Put the lines of the listing from the one holding "post, it would be much appreciated." through the one holding "[(174, 227), (166, 220), (157, 226), (157, 252), (174, 252)]", both included, into a Markdown table with the columns Row and Line text, leaving out any blank lines.

== Source data

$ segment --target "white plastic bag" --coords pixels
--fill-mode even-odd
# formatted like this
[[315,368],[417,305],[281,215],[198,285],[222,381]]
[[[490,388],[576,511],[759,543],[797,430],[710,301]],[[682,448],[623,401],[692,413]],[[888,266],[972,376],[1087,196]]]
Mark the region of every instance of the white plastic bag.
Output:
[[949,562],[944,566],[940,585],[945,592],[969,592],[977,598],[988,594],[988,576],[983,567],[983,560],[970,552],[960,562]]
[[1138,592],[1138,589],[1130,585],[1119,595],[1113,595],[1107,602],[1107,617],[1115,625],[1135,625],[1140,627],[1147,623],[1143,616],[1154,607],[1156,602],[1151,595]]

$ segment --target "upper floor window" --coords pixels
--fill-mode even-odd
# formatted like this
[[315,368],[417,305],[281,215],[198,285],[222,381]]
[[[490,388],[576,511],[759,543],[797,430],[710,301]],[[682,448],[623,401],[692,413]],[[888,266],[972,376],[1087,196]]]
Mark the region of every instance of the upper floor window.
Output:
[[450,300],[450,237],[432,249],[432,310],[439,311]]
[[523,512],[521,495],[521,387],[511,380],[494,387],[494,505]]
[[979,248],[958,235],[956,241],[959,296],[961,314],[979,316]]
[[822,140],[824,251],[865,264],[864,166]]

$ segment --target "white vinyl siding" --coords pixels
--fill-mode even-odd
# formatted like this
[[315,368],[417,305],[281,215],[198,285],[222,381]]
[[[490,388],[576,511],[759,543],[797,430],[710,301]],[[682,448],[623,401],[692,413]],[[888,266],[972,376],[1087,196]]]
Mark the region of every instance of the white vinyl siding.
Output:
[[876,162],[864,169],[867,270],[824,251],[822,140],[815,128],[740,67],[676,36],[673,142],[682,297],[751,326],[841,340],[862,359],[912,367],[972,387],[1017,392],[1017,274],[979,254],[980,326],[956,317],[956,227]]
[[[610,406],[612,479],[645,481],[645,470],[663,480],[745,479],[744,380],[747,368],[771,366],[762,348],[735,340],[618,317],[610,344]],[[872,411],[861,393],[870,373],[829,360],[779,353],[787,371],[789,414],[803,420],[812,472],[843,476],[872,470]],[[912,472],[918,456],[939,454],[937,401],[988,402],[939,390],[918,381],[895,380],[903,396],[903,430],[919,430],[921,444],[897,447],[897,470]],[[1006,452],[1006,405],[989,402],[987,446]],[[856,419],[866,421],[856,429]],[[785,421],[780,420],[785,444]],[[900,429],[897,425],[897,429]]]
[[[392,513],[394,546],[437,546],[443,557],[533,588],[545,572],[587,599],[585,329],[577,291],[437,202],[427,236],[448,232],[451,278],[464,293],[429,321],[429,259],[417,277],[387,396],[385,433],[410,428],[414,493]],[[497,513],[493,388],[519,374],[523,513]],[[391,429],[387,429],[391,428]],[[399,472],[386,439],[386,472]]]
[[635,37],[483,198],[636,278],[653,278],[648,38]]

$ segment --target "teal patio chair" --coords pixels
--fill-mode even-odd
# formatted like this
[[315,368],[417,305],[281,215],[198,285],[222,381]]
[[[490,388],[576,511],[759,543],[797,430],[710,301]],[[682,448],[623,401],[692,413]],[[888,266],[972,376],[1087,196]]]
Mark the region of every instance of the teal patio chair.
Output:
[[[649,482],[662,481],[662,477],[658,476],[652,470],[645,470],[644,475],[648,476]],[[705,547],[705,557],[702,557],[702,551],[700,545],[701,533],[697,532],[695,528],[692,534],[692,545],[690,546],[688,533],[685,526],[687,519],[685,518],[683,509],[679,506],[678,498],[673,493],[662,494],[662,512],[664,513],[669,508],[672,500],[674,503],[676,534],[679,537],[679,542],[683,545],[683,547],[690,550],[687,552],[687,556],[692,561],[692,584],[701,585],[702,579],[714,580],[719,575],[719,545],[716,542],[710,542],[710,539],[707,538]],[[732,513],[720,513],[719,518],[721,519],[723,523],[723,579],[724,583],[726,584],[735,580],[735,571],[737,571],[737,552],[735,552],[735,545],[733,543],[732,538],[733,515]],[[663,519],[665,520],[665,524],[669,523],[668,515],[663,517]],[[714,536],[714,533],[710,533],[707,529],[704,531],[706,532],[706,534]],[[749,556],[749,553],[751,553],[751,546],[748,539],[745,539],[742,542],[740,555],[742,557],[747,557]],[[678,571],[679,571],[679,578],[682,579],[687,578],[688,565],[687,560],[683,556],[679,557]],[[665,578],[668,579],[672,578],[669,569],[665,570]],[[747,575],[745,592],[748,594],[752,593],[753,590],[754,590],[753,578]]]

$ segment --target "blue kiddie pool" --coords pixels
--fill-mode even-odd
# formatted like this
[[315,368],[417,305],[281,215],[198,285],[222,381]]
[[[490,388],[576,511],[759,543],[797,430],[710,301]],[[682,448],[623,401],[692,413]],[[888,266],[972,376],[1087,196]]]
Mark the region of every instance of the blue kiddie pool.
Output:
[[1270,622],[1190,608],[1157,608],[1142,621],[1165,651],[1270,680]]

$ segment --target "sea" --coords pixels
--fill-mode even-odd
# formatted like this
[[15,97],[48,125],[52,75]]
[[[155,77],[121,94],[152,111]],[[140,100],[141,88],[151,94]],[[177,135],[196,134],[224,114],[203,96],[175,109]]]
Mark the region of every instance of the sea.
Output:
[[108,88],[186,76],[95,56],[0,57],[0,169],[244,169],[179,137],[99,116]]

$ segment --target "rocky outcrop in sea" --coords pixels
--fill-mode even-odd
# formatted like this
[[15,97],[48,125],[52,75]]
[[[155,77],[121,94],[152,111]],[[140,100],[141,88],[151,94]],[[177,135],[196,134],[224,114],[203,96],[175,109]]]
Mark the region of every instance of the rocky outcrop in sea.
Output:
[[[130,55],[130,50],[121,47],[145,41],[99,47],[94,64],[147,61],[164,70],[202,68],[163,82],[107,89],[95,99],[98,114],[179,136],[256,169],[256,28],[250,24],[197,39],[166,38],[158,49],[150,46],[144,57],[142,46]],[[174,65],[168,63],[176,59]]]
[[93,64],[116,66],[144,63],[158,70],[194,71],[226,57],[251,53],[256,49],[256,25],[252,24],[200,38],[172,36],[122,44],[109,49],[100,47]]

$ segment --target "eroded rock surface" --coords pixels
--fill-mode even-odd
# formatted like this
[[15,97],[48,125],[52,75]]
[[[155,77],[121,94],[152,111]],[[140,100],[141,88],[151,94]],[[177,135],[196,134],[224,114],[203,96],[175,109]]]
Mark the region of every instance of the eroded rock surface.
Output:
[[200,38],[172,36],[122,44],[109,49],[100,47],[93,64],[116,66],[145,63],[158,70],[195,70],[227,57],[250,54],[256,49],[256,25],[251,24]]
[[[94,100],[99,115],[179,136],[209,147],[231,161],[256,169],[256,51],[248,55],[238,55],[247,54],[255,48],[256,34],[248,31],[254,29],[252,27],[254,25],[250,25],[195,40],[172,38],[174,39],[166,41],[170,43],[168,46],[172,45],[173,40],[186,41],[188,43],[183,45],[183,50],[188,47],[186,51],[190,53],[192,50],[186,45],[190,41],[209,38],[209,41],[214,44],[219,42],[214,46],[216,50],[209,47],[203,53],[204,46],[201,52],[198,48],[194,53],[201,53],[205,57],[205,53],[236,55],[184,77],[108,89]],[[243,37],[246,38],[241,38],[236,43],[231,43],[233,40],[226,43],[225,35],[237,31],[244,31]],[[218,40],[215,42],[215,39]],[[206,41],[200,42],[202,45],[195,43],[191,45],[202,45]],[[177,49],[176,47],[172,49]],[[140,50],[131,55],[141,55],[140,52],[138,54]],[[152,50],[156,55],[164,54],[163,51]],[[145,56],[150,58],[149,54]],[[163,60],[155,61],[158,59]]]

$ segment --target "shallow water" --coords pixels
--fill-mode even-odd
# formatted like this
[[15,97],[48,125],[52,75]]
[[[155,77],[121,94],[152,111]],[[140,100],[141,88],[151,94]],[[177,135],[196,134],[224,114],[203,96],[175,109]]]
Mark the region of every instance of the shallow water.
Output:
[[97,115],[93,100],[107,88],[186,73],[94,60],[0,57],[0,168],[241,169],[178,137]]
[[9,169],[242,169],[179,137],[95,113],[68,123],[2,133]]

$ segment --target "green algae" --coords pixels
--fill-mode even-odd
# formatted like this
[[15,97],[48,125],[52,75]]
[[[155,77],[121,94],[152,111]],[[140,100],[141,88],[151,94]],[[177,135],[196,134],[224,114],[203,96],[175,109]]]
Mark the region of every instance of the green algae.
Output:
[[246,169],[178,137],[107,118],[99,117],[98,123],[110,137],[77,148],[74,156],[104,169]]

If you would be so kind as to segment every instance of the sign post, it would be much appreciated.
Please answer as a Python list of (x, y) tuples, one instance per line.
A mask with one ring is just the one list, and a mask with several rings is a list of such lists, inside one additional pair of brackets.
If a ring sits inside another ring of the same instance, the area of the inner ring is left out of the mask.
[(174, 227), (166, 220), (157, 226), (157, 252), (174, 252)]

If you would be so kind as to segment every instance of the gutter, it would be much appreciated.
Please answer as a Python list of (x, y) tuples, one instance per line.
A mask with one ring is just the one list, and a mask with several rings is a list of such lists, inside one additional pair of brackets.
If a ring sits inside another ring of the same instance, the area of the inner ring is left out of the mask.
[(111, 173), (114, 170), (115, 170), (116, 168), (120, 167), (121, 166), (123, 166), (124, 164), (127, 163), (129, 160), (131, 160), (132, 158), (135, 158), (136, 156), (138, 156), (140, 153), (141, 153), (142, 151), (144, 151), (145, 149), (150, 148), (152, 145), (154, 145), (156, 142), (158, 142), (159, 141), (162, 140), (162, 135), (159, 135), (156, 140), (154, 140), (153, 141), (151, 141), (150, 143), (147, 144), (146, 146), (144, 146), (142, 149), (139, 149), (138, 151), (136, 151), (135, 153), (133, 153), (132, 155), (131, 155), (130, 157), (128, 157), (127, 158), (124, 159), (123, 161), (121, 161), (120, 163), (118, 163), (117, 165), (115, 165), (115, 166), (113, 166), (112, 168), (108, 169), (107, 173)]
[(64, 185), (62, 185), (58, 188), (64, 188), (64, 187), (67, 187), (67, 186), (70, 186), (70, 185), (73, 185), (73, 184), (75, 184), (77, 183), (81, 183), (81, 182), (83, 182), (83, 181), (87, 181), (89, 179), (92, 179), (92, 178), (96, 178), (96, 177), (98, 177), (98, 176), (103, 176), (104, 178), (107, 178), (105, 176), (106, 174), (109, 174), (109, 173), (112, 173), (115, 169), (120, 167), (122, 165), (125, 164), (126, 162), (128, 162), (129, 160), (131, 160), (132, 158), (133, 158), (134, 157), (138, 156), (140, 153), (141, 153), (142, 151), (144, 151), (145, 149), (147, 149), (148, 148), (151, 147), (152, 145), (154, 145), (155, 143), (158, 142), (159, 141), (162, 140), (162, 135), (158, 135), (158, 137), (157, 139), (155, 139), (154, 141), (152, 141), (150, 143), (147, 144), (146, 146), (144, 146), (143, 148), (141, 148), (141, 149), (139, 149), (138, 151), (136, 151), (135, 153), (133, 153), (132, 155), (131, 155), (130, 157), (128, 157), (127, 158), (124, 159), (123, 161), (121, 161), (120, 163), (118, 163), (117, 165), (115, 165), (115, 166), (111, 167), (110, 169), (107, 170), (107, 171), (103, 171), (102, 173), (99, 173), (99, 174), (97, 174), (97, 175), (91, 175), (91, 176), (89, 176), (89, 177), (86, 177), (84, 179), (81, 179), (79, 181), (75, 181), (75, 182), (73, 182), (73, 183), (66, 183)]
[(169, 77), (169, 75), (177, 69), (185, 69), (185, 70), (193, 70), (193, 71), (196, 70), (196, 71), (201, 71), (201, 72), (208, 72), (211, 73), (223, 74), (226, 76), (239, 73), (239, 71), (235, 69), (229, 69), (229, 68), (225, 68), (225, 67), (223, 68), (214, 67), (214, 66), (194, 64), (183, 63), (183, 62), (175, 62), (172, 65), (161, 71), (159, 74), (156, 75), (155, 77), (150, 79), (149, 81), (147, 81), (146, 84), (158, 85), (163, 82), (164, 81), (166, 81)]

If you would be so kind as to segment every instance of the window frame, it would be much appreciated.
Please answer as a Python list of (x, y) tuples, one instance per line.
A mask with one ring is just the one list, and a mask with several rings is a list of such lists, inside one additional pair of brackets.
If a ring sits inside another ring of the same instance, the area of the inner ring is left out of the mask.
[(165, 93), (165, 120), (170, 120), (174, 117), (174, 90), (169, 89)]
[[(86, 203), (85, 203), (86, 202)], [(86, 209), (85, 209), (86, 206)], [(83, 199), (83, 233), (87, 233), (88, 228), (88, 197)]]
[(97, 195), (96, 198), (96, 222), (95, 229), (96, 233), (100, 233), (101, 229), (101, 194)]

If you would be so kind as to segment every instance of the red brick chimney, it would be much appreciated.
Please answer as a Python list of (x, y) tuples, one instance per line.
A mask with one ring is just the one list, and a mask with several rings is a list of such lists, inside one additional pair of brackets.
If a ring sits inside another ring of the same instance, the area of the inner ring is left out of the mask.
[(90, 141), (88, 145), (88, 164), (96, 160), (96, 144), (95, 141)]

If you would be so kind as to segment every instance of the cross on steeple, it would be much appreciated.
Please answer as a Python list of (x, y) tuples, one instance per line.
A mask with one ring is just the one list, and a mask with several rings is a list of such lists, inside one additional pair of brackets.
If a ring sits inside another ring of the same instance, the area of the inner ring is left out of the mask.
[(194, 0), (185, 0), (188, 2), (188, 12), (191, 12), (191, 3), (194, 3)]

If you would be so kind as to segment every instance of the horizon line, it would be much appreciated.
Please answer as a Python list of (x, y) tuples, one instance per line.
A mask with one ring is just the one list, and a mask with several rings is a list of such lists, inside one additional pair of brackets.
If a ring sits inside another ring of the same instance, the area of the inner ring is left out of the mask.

====

_Task response:_
| Row | Line text |
|---|---|
| 1 | If you would be so kind as to segment every instance of the sign post, it would be much appreciated. |
| 2 | Please answer as a Python list of (x, y) tuples, one instance per line. |
| 3 | A mask with one ring is just the one list, and a mask with several rings is a list of such lists, inside one additional pair of brackets. |
| 4 | If a ring sits inside another ring of the same instance, the area of the inner ring is left out of the mask. |
| 5 | [(174, 227), (166, 220), (157, 226), (157, 252), (174, 252)] |